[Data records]
----------
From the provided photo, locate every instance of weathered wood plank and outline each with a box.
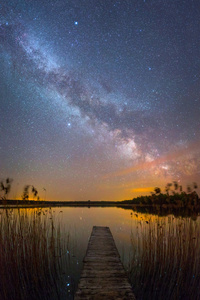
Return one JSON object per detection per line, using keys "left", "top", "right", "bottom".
{"left": 74, "top": 226, "right": 136, "bottom": 300}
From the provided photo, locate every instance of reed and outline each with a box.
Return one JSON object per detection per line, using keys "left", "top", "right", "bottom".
{"left": 128, "top": 215, "right": 200, "bottom": 299}
{"left": 0, "top": 208, "right": 72, "bottom": 300}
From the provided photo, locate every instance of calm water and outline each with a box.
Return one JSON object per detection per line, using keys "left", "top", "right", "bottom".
{"left": 56, "top": 206, "right": 136, "bottom": 290}
{"left": 1, "top": 206, "right": 200, "bottom": 299}
{"left": 52, "top": 206, "right": 200, "bottom": 298}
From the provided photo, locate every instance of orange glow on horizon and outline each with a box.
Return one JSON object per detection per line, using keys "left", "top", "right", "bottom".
{"left": 130, "top": 187, "right": 155, "bottom": 194}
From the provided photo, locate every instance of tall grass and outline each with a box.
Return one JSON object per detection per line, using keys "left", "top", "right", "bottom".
{"left": 128, "top": 215, "right": 200, "bottom": 299}
{"left": 0, "top": 208, "right": 73, "bottom": 300}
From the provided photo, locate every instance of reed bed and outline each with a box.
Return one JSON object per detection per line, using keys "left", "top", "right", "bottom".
{"left": 128, "top": 215, "right": 200, "bottom": 300}
{"left": 0, "top": 208, "right": 72, "bottom": 300}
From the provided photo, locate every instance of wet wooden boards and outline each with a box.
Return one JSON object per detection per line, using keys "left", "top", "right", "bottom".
{"left": 75, "top": 226, "right": 136, "bottom": 300}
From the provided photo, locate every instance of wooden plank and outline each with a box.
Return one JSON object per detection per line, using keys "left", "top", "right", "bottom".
{"left": 75, "top": 226, "right": 136, "bottom": 300}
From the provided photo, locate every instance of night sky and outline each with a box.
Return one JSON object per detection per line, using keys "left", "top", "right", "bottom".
{"left": 0, "top": 0, "right": 200, "bottom": 201}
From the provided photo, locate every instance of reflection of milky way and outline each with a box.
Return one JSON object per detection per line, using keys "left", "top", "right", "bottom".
{"left": 0, "top": 1, "right": 200, "bottom": 201}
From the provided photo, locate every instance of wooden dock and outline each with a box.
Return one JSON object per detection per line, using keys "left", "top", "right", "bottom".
{"left": 75, "top": 226, "right": 136, "bottom": 300}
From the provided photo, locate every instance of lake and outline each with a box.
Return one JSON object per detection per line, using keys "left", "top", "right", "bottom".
{"left": 0, "top": 206, "right": 200, "bottom": 299}
{"left": 55, "top": 206, "right": 136, "bottom": 298}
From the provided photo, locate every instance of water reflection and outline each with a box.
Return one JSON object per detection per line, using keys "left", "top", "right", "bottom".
{"left": 59, "top": 207, "right": 135, "bottom": 271}
{"left": 0, "top": 207, "right": 199, "bottom": 299}
{"left": 128, "top": 212, "right": 200, "bottom": 299}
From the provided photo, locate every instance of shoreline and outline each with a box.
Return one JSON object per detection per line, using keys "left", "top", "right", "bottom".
{"left": 0, "top": 200, "right": 200, "bottom": 218}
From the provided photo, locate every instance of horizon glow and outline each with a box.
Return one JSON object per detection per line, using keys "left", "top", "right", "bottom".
{"left": 0, "top": 0, "right": 200, "bottom": 201}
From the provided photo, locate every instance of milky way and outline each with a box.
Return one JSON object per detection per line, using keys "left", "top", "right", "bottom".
{"left": 0, "top": 0, "right": 200, "bottom": 201}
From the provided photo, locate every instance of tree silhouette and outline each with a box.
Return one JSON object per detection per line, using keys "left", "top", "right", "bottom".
{"left": 32, "top": 186, "right": 38, "bottom": 199}
{"left": 0, "top": 178, "right": 13, "bottom": 199}
{"left": 22, "top": 185, "right": 30, "bottom": 201}
{"left": 193, "top": 182, "right": 198, "bottom": 190}
{"left": 173, "top": 181, "right": 179, "bottom": 191}
{"left": 165, "top": 183, "right": 172, "bottom": 195}
{"left": 154, "top": 187, "right": 161, "bottom": 194}
{"left": 22, "top": 185, "right": 40, "bottom": 201}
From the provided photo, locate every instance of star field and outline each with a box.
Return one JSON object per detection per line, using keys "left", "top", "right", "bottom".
{"left": 0, "top": 0, "right": 200, "bottom": 201}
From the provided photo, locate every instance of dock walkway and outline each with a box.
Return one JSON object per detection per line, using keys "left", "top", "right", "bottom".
{"left": 75, "top": 226, "right": 135, "bottom": 300}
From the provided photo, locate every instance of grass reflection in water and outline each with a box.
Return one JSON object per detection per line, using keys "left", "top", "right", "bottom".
{"left": 0, "top": 208, "right": 73, "bottom": 300}
{"left": 129, "top": 215, "right": 200, "bottom": 300}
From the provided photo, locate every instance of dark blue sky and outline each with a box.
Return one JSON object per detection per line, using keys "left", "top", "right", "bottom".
{"left": 0, "top": 0, "right": 200, "bottom": 200}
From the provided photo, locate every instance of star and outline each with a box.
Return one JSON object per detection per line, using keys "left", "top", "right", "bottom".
{"left": 0, "top": 0, "right": 199, "bottom": 201}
----------
What the task asks:
Transcribe each entry precisely as given, leaving the pictures out.

Finished exercise:
From the provided photo, locate every instance of weathered wood plank and outline each with a box.
Return one JSON object per detection per line, using keys "left", "top", "right", "bottom".
{"left": 74, "top": 226, "right": 136, "bottom": 300}
From the provided photo, locate every instance of reed and outline each with a box.
Return one JSON object per detection per line, using keys "left", "top", "right", "bottom".
{"left": 128, "top": 215, "right": 200, "bottom": 299}
{"left": 0, "top": 208, "right": 72, "bottom": 300}
From the provided photo, locate every instance of calm water and outline each with a box.
Return one JSON object per detection per line, using keys "left", "top", "right", "bottom".
{"left": 56, "top": 206, "right": 136, "bottom": 290}
{"left": 1, "top": 206, "right": 200, "bottom": 299}
{"left": 52, "top": 206, "right": 200, "bottom": 298}
From the provided photo, locate every instance of orange glow on horizon and outline each with a box.
Return one JSON object per detection per line, using keys "left", "top", "right", "bottom".
{"left": 130, "top": 187, "right": 155, "bottom": 194}
From the provided photo, locate every instance of tall grass and outline each with a box.
Return one JSON object per detection per line, using keys "left", "top", "right", "bottom".
{"left": 128, "top": 215, "right": 200, "bottom": 299}
{"left": 0, "top": 208, "right": 73, "bottom": 300}
From the provided photo, locate every instance of reed bed and outline each with a box.
Return one JSON object per detection per line, using keys "left", "top", "right", "bottom".
{"left": 128, "top": 215, "right": 200, "bottom": 300}
{"left": 0, "top": 208, "right": 72, "bottom": 300}
From the provided photo, locate every instance of wet wooden boards and outline each with a box.
Return one JSON object per detection per line, using keys "left", "top", "right", "bottom".
{"left": 75, "top": 226, "right": 136, "bottom": 300}
From the provided photo, locate every instance of wooden plank and outline each with a box.
Return one JSON object per detection per line, using keys "left", "top", "right", "bottom".
{"left": 75, "top": 226, "right": 136, "bottom": 300}
From the provided photo, locate every instance of night sky and outline each with a box.
Return one JSON object per detection per line, using keys "left", "top", "right", "bottom".
{"left": 0, "top": 0, "right": 200, "bottom": 201}
From the provided photo, locate every instance of reflection of milky way and outline each with a box.
Return one JSON object per detection per line, using keys "left", "top", "right", "bottom".
{"left": 0, "top": 1, "right": 200, "bottom": 201}
From the provided photo, locate every instance of wooden dock and outline each with a box.
Return one JSON object per detection per line, using keys "left", "top", "right", "bottom".
{"left": 75, "top": 226, "right": 136, "bottom": 300}
From the provided photo, locate every instance of lake and outline each with a box.
Return one JSON object per detection per line, using keys "left", "top", "right", "bottom".
{"left": 0, "top": 206, "right": 200, "bottom": 299}
{"left": 55, "top": 206, "right": 136, "bottom": 298}
From the provided photo, locate every instance of water reflection and outline each with a box.
Return one JSON object per detection per line, using keys "left", "top", "right", "bottom".
{"left": 59, "top": 207, "right": 135, "bottom": 271}
{"left": 0, "top": 207, "right": 199, "bottom": 299}
{"left": 128, "top": 212, "right": 200, "bottom": 299}
From the provided photo, locate every instance of shoreline and outline each with a box.
Return one JSON object per detection per line, using keys "left", "top", "right", "bottom".
{"left": 0, "top": 200, "right": 200, "bottom": 218}
From the provided photo, locate every instance of horizon glow and outline each with a box.
Return one JSON object per detection per line, using keys "left", "top", "right", "bottom".
{"left": 0, "top": 0, "right": 200, "bottom": 201}
From the provided photo, locate every instance of milky way and outline each with a box.
Return one JSON object per detection per line, using keys "left", "top", "right", "bottom".
{"left": 0, "top": 0, "right": 200, "bottom": 201}
From the provided photo, locate every instance of tree silhouette and outline each with a box.
Return one JSON object per detection per line, using keys "left", "top", "right", "bottom".
{"left": 32, "top": 186, "right": 38, "bottom": 199}
{"left": 0, "top": 178, "right": 13, "bottom": 199}
{"left": 22, "top": 185, "right": 30, "bottom": 201}
{"left": 193, "top": 182, "right": 198, "bottom": 190}
{"left": 173, "top": 181, "right": 179, "bottom": 191}
{"left": 165, "top": 183, "right": 172, "bottom": 195}
{"left": 154, "top": 187, "right": 161, "bottom": 194}
{"left": 22, "top": 185, "right": 40, "bottom": 201}
From the provided photo, locate every instance of star field and outline each with a box.
Return one JSON object per detection per line, using keys "left", "top", "right", "bottom".
{"left": 0, "top": 0, "right": 200, "bottom": 201}
From the provided photo, locate every instance of dock walkway and outline each with a box.
Return one JSON object per detection per line, using keys "left", "top", "right", "bottom".
{"left": 75, "top": 226, "right": 135, "bottom": 300}
From the provided photo, locate every instance of grass reflection in water and outline each with a box.
Return one JSON object per detection per line, using keys "left", "top", "right", "bottom".
{"left": 0, "top": 208, "right": 73, "bottom": 300}
{"left": 129, "top": 215, "right": 200, "bottom": 300}
From the provided photo, locate every instance of dark blue sky and outline each with a box.
Return one JSON object per detection per line, using keys "left", "top", "right", "bottom".
{"left": 0, "top": 0, "right": 200, "bottom": 200}
From the provided photo, locate every instance of star and outline each with a box.
Return one JSON object per detection per line, using keys "left", "top", "right", "bottom".
{"left": 0, "top": 0, "right": 199, "bottom": 201}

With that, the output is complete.